Instructions for the task:
Can you write out every record again, switching "field scouting record" to "site survey log" and changing nothing else? Leave the pictures out of your answer.

Extracted entries:
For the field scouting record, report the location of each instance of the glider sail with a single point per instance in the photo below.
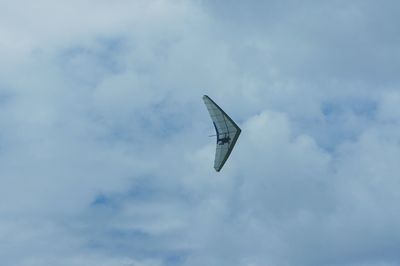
(227, 132)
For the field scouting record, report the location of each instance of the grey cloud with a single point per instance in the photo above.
(103, 149)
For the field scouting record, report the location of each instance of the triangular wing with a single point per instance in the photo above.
(225, 128)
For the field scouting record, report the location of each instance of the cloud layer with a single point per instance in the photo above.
(104, 153)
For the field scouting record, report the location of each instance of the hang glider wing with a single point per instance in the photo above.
(227, 132)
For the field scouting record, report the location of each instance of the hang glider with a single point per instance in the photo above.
(227, 132)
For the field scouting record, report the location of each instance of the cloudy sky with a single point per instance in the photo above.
(104, 154)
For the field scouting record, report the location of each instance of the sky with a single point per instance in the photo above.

Completed exercise:
For the site survey log, report the location of each instance of the glider sail with a single point per instance in the photo below.
(227, 132)
For the site survey log, report the location of each instance of the grey cloud with a single point per instance in the photo above.
(103, 149)
For the site survey log, report the location of each instance of the triangular wing with a single point per instance in the photo above.
(225, 128)
For the site survey log, report the location of each instance of the cloud layer with a single point per instance in the photo above.
(104, 153)
For the site survey log, report the location of each instance of the hang glider wing with a single point per instance in the photo above.
(227, 132)
For the site survey log, report the location of each instance of the hang glider with a single point per instance in the photo above.
(227, 132)
For the site survey log, report the location of each instance of the cloudy sky with a single point per instance in the photo above.
(104, 154)
For the site survey log, report the location of each instance of the sky with a single point per instance in the photo above.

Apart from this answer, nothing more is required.